Texto de origem:
___

Gyaru: morto ou underground?


SOCORRO! Quero voltar a ser gyaru!
Não, não vou deixar de ser pin-up se eu voltar a ser gyaru... E sendo sincera, minhas tentativas de gyaru foram bem falhas. Talvez eu não queira nem voltar, mas fazer direito dessa vez. De qualquer forma, tive até blog sobre isso. Está online ainda, caso interesse alguém (deixando a vergonha exposta pro mundo, dá-lhe Amyh! Pelo menos o layout é lindo, foi uma amiga que fez). Enfim.Quem acompanha o blog pelo pin-up e retrô deve estar se perguntando:


O QUE RAIOS É GYARU?

A palavra é o "katakanês" (ou "inglês ajaponesado") de "Gal", que além de ser uma gíria para "girl", é o nome de uma marca de jeans dos anos 70. O estilo surgiu durante os anos 90 entre garotas colegiais (as chamadas "kogals" ou "kogyaru") com um único propósito: rebelar contra os padrões de beleza do Japão e quebrar normas sociais. Só de olhar para uma dessas garotas, é visível que são o extremo oposto do que é considerado belo entre os japoneses: pele bronzeada, cabelo descolorido e roupas curtas. Alguns sub-estilos, como ganguro e manba, têm maquiagem extremamente chamativa que não tem a intenção de ser bonita, mas sim chocante. Por causa das kogals, é comum que, mesmo após a graduação, continuem vestindo uniformes casualmente.

Kogal

Manba

O estilo ganhou várias vertentes e revistas, que são consideradas quase como "bíblias" por conterem tutoriais de cabelo e maquiagem, várias montagens de outfit, reportagens sobre lifestyle e muito mais. Uma dessas revistas, a Koakuma Ageha (que ilustra a primeira imagem do post), era inicialmente voltada exclusivamente para gals que trabalham como hostess (acompanhantes de luxo - não exatamente prostitutas, mas garotas que você paga em um bar para conversar e beber com você, como se fosse sua "date"). Com a popularidade do estilo, passou a ser mais abrangente, mostrar também Hime Gyaru e as gals que se vestem como as da revista (cabelos grandes, maquiagem dramática, muitos babados mas com uma cara bem mais madura que kogal) foram chamadas de "agejo". Com a revista Popteen, vertentes mais "diluídas" como Himekaji, Romagyaru e Shiro Gyaru ganharam visibilidade, enquanto a Egg, a mais tradicional, era responsável por levar os sub-estilos mais extremos, divertidos ou "raiz", como Kuro Gyaru, Amekaji, Ganguro/Manba e Kogal, e tinha o slogan "Get wild & be sexy". Resumidamente, gyaru ganhou vertentes o suficiente para agradar à todos os gostos. E acreditem, eu nem mencionei todos.

___

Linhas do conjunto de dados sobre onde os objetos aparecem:
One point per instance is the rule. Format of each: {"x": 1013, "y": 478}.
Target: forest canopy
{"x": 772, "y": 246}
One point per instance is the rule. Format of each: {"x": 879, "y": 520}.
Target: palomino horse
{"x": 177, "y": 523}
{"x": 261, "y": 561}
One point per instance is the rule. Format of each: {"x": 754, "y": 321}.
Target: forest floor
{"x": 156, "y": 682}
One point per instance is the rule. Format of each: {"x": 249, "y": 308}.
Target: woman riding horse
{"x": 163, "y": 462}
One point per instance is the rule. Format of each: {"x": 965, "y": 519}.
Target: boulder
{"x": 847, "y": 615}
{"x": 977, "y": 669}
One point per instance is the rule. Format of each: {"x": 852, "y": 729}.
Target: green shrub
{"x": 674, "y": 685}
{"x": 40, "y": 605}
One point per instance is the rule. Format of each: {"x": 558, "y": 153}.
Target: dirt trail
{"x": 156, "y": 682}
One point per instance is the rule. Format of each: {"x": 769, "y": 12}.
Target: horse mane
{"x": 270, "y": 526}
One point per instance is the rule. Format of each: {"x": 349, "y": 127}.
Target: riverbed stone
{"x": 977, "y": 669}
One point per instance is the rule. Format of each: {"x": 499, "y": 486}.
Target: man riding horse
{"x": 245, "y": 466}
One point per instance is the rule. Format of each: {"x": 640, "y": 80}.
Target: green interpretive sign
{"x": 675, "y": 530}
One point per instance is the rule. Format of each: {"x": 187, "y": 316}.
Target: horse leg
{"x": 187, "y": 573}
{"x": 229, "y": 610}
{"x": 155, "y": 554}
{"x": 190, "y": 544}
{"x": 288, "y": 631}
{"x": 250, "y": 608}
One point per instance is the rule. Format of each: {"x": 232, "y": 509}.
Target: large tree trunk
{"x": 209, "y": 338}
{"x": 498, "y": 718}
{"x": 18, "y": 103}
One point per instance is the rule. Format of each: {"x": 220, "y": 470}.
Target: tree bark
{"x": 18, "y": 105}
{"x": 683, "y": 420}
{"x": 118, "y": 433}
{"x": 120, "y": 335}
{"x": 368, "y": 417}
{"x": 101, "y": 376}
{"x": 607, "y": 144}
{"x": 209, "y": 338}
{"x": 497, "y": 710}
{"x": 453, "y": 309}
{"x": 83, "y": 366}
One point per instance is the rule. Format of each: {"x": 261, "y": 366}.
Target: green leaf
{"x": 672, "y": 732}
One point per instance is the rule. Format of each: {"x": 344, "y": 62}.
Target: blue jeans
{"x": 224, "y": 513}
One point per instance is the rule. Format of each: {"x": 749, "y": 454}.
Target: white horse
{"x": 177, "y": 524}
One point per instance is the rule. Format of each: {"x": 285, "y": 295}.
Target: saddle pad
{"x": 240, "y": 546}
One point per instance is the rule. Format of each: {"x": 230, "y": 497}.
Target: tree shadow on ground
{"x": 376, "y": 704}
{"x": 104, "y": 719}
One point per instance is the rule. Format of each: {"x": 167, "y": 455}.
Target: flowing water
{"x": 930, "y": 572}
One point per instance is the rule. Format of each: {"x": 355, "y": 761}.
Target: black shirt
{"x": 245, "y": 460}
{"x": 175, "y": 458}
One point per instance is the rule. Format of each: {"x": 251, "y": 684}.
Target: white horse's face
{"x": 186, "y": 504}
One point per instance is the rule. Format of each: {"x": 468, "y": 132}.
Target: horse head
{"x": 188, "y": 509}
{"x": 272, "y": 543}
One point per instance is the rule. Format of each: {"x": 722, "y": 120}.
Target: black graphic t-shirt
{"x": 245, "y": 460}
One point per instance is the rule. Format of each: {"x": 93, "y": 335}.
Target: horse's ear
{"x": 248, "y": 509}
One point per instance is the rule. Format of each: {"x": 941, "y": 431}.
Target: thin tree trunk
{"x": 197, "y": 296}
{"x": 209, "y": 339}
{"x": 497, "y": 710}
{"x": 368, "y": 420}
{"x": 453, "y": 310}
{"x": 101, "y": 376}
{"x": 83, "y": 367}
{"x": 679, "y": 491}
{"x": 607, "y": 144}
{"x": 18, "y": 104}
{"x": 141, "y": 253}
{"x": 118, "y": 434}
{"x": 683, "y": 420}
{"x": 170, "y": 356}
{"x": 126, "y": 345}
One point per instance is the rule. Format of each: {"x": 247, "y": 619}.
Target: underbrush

___

Exercícios propostos:
**1)** Reproduza o trecho do texto sobre gyaru que vai de "A palavra é" até "vestindo uniformes casualmente.", inclusive.
**2)** Segundo o texto sobre gyaru, qual era o slogan da revista Egg?
**3)** Escreva a continuação do texto sobre gyaru a partir do ponto em que ele se encerra.
As linhas constituem material à parte, independente do texto sobre gyaru.

Respostas às tarefas:
**1)**
A palavra é o "katakanês" (ou "inglês ajaponesado") de "Gal", que além de ser uma gíria para "girl", é o nome de uma marca de jeans dos anos 70. O estilo surgiu durante os anos 90 entre garotas colegiais (as chamadas "kogals" ou "kogyaru") com um único propósito: rebelar contra os padrões de beleza do Japão e quebrar normas sociais. Só de olhar para uma dessas garotas, é visível que são o extremo oposto do que é considerado belo entre os japoneses: pele bronzeada, cabelo descolorido e roupas curtas. Alguns sub-estilos, como ganguro e manba, têm maquiagem extremamente chamativa que não tem a intenção de ser bonita, mas sim chocante. Por causa das kogals, é comum que, mesmo após a graduação, continuem vestindo uniformes casualmente.

**2)** "Get wild & be sexy".

**3)**
Uma das coisas mais legais sobre as revistas é que elas sempre abriam audições e permitiam que as leitoras enviassem cartas com fotos e informações para que elas pudessem vir a se tornar modelos fixas nas publicações, logo todas as garotas que apareciam ali realmente faziam parte do estilo e frequentavam a cena.

Kumiko Funayama, a modelo que mais ilustrou capas na Popteen

Mas se acha que gyaru é só roupa, está enganado! É uma sub-cultura completa: elas frequentam festas eletrônicas, vão sempre em máquinas purikura, e são a "face" do para-para, estilo de dança que utiliza música eurobeat e movimentos rápidos e combinados com as mãos (a Egg postava e ainda posta vídeo com suas modelos dançando), além de que encontros e círculos se concentravam em maioria em Shibuya, o maior centro comercial de Tóquio e todo o Japão. Um fun fact pouco conhecido é que elas também têm seu próprio "código morse", o Gyaru-Go (ou Gyaru-Moji), utilizado em mensagens de texto (clique aqui para saber mais, em inglês), e consequentemente surgiram gírias próprias. Outra característica comum e muito notável no lifestyle gyaru é o amor pelo decoden: o hábito de decorar aparelhos eletrônicos (em especial celulares) com cristais e tudo que há de mais fofo, mas obviamente não se limitava à gadgets e é possível decorar tudo que você quiser - até comida.


QUANDO GYARU DOMINOU O JAPÃO (E O MUNDO)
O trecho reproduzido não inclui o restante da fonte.